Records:
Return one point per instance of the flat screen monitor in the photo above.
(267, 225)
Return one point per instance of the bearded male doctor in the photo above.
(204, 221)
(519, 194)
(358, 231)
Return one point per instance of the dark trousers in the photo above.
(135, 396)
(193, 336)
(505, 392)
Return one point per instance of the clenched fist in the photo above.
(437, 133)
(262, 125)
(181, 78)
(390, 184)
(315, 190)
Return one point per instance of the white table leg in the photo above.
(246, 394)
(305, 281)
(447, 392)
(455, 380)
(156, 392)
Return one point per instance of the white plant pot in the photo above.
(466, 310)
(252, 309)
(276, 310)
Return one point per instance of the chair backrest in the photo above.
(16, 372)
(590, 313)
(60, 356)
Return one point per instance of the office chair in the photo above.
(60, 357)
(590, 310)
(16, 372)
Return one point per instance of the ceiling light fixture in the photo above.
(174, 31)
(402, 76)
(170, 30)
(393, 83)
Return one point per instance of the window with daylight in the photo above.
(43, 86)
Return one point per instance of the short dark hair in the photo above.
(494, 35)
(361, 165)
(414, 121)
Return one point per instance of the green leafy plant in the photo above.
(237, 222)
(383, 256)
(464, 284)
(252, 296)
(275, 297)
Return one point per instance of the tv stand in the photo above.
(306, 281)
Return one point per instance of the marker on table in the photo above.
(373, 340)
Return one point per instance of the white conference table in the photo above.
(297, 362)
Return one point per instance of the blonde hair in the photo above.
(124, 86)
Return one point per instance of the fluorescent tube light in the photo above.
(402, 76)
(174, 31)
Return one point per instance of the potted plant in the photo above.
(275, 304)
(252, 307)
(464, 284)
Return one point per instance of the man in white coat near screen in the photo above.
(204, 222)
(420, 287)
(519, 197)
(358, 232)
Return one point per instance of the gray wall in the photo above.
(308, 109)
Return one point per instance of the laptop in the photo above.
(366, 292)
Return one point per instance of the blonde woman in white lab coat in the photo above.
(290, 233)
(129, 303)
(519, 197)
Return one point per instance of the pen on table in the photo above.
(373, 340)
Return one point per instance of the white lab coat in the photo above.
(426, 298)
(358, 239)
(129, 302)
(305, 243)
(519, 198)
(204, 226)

● WRITTEN REQUEST:
Reproduce word for word everything in the items from the line containing "Return one point per instance of the green" down to the end of the items, including both of those ends.

● RESPONSE BELOW:
Return one point per instance of the green leafy plant in the photo above.
(237, 222)
(383, 256)
(464, 284)
(252, 296)
(275, 297)
Return one point per instance of the tv stand in the photo above.
(306, 281)
Return one point per instance of the marker on table in the photo above.
(373, 340)
Return one point per instance of the white conference table in the photo above.
(297, 362)
Return one point per instance of the blonde hair in the photo above.
(124, 86)
Return one point per instance of the fluorescent tube light in the photo above.
(402, 76)
(174, 31)
Return one point per instance of the potted plant in the photo above.
(275, 304)
(252, 307)
(464, 284)
Return one point per instance of the man in white coat near screen in the photo above.
(204, 222)
(420, 287)
(519, 197)
(358, 232)
Return one point per instance of the gray wall in the photo above.
(308, 109)
Return one point per instance of the laptop in the photo above.
(366, 292)
Return one point per instance of the blonde woman in white lab coat in the photo above.
(290, 233)
(129, 303)
(519, 197)
Return one point per instance of the pen on table in the photo above.
(373, 340)
Return one point per instance of the white lab coat in the photo above.
(426, 298)
(358, 239)
(129, 302)
(305, 243)
(519, 198)
(204, 226)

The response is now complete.